▶ [WHAT YOU ARE ASKED TO DO] If an entry includes an image, drop the image and copy the rest verbatim.

[DATASET RECORDS — start]

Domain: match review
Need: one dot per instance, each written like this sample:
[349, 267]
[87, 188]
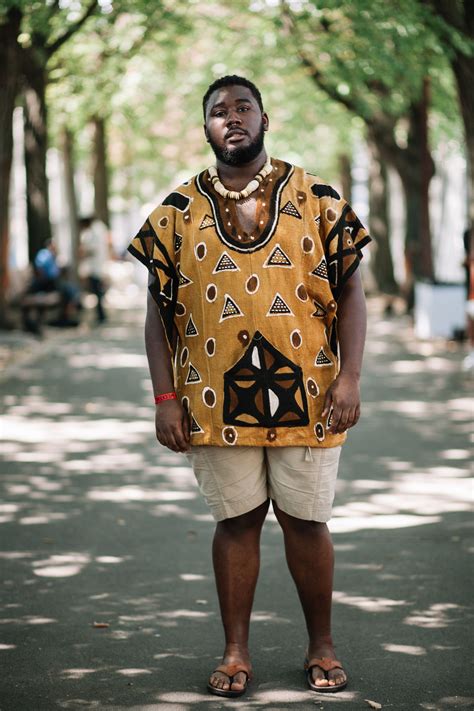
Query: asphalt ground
[108, 597]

[DATASET RECORDS — finish]

▶ [PROBLEM SOLUTION]
Domain: match review
Need: one dot per instance, each written like this sample:
[349, 267]
[87, 188]
Query: asphalt ground
[108, 597]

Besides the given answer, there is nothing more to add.